The definition of "government overreach" is in the eye of the beholder. It's sanctioned by members of the party using the heavy-handed approach, and decried as "socialism" or "fascism" by those on the other side of the aisle.
Some observers say Oklahoma's latest spate of lawsuits against opioid manufacturers is an example of overreach. Even as Attorney General Mike Hunter's press conference ensued Monday, viewers on live feeds were making that point. Many suggested if gun manufacturers couldn't be held accountable for shooting deaths, neither should opioid makers be blamed for deadly overdoses. Others countered that opioid use isn't protected by the Constitution, which prompted another idea: Automobile companies ought to be targeted, since vehicles kill countless Americans each year.
Officials are correct when they say greed is the impetus for overdistribution of narcotics. Unreasonable quantities have been oversupplied in areas where money, rather than need for pain relief, is the motivating factor. Perhaps well-meaning officials are spurred by earlier victories against the nefarious Big Pharma - including a $270 million settlement with Purdue, an $85 million deal with Teva Pharmaceuticals, and another cash-out with Endo Pharma. Then there's the Cleveland County victory of a $465 million nonjury verdict against Johnson & Johnson, which is under appeal.

## [SOURCE DATA]
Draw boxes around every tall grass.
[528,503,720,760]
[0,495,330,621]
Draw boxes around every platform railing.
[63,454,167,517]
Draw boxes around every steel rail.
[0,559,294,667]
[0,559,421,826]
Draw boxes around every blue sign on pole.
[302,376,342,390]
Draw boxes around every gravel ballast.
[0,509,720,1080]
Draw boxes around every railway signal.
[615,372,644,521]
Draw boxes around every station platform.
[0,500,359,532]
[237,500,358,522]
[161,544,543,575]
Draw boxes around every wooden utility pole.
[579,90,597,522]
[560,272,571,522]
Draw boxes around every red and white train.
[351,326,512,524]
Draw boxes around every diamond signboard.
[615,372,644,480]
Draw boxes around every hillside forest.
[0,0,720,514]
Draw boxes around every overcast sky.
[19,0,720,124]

## [CHECK YOUR UNDERSTANDING]
1. Do these statements agree with the text on Oklahoma's opioid lawsuits? Answer yes or no for each and quote the words that decide it.
(a) The $465 million verdict against Johnson & Johnson was reached by a jury.
(b) The settlement with Purdue came to $270 million.
(c) Viewers watching live feeds argued overreach while Mike Hunter's press conference was still underway.
2. List every drug company that the text on Oklahoma's opioid lawsuits names.
3. Carry on the text on Oklahoma's opioid lawsuits, starting after its last sentence.

## [TASK ANSWERS]
1.
(a) No: "a $465 million nonjury verdict against Johnson & Johnson"
(b) Yes: "including a $270 million settlement with Purdue"
(c) Yes: "Even as Attorney General Mike Hunter's press conference ensued Monday, viewers on live feeds were making that point."

2. Purdue, Teva Pharmaceuticals, Endo Pharma, Johnson & Johnson

3.
But the battery of lawyers crusading on behalf of taxpayers is leaving out a few key elements - and those should be considered by anyone who is rightly cheering the pursuit of justice - or whose family has been devastated by opioid abuse.
First, how much is the litigation going to cost taxpayers? Few people keeping up with current events over the past several years failed to notice all the money then-Attorney General Scott Pruitt frittered away on frivolous actions such as the lawsuit against Colorado, which he claimed was sneaking its evil marijuana across our borders. Second, commenters on the livestreaming sites have a point: Prescription narcotics aren't the only things killing Americans. Where and when do we draw the line, and how do we prove ill intent of those who make and distribute them? Hunter did say he's looking for documents that companies have tried to hide, and he should have access to these. But why not seek similar documents from manufacturers of other products that routinely kill people?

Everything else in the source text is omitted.